_EXCERPTED RECORDS:_
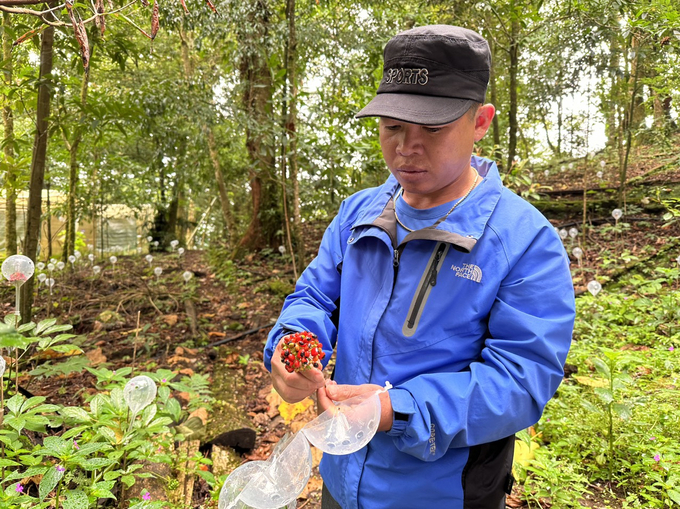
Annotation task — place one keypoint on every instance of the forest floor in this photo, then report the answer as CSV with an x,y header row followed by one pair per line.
x,y
127,314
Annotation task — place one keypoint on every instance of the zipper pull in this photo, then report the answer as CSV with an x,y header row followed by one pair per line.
x,y
435,264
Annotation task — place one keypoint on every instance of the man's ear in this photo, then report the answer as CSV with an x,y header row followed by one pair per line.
x,y
483,120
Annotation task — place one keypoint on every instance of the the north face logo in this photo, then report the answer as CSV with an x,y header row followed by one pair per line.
x,y
468,271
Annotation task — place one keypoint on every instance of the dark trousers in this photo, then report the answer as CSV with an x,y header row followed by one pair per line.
x,y
327,500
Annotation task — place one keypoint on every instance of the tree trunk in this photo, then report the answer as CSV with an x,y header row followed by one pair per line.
x,y
611,106
298,248
227,214
38,166
496,130
71,205
513,70
629,123
8,149
256,76
175,204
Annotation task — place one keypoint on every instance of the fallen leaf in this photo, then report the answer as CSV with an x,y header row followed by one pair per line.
x,y
231,358
591,382
96,356
201,413
288,411
313,485
170,320
176,359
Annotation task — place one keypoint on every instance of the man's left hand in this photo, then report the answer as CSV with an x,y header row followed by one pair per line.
x,y
334,392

_YOUR INSTRUCTIONS:_ Although the records include pictures, output only their text, exactly and completely.

_SOLUTION FOR THIS TASK:_
Annotation task — place one keypoint on every instance of the forest floor in this photo, then report the answer as CSV with an x,y header row followed by one pair per line.
x,y
127,314
Annotation task — place one keypoint on every instance of the zipper pull in this photo, then report the answer as CSV with an x,y header row followed by one pair per line.
x,y
435,264
Annotation task — place one keypoint on every instance of the man's ear in this photo, then report the answer as CSV with an x,y header row followed by one pair per line.
x,y
483,120
Annotation task — place one keypoint on every instance of the the north face logo in this photo, then report the answer as CSV with an x,y header row followed by one pair per line.
x,y
468,271
Annotation task — place one keypoint on every instance of the dark trousers in this photo, then report the answer as CSV with an x,y header row followed by one pair per line.
x,y
327,500
Annotation task — place one keypoint on every instance of the tree trunk in this photo, then report the answer as CSV with an x,y header row followed by one pair per line.
x,y
611,106
298,248
227,214
38,166
496,130
71,205
513,70
629,123
8,149
256,76
175,204
Annotation task — place one keypoint on every instance of the fallen leaf in this photo, then report the answer as CSV with an x,y header row followed by one pair per line.
x,y
231,358
591,382
96,356
201,413
288,411
313,485
170,320
176,359
Annotation task — place one keypoint on every instance of the man's left hand in this photo, then report the answer as CSV with an x,y header row followed by one pair per line.
x,y
334,392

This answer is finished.